● **PROBLEMS TO SOLVE**
1: In the Packers draft preview, whose Big Board was used to run the simulation?
2: Pick up the Packers draft preview after its final sentence and write the next part.

● **PAGE EXTRACT**

────

After months of looking at prospects, reading stories about the needs of the Packers, and doing my own simulations and rankings, we can finally see the end of this tunnel that we call the Path to the Draft. In just eight short days, the Packers will be on the Clock with pick 14 in the 2018 NFL Draft.
Now, we get to the main question: Who do they take? Is could be a pass rusher like Marcus Davenport. A defensive back like Minkah Fitzpatrick or Josh Jackson. Even an offensive lineman like Connor Williams or a receiver like Calvin Ridley. We won’t truly know until Roger Goodell announces it Thursday night. But I did my best at projecting who would be there, using the fun resource FanSpeak.
Using the Big Board of Bleacher Report’s Matt Miller, team needs voted on by users of FanSpeak, and the difficult algorithm, I ran a simulation of the Draft, taking control of the Packers. There were no trades, so each pick was used. And this is what who I would take if the board shook out like this.

────

● **RECORDED DATA**
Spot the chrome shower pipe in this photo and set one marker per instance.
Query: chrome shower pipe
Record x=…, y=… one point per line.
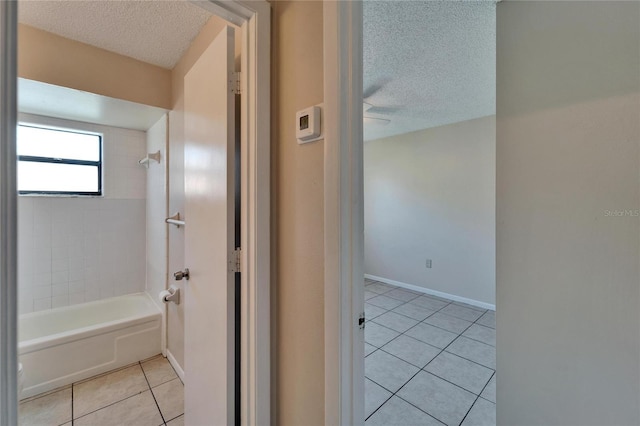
x=8, y=215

────

● **EXERCISE RESPONSES**
1: Matt Miller's, of Bleacher Report

2:
ROUND 1, 14TH OVERALL – Denzel Ward, CB. Ohio State
5’10” 191 lbs. Junior Draft Profile
The consensus best pure cornerback in the Draft, Ward falling would be a great turn of events for the Packers. There’s a chance that he might not make it out of the Top 10, but in this simulation five quarterbacks went in the Top 12 with Vita Vea going to another secondary-deficient team (Washington) at 13. That leaves Ward, who can cover any receiver with is speed and wingspan. He’d be a starter beginning on April 29, whether it’s on the perimeter of in the slot. He’s got All-Pro potential and could be as good as his former teammate Marshon Lattimore. And he can hit.
ROUND 2, 45TH OVERALL – Mike Hughes, CB. Central Florida
5’10” 189 lbs. Junior Draft Profile
Another corner with great length despite his height, Hughes is a man coverage extraordinaire who is as competitive as it gets on the perimeter. As a rookie, he can learn from Tramon Williams while seeing action in dime. He is also a better ballhawk than Ward and has a knack for getting his hands on the football. He can also return kicks, showing a knack for finding a hole and shows great acceleration with the ball. Needs some fine-tuning on his technique and he was only a starter for one year, but his ceiling is very high.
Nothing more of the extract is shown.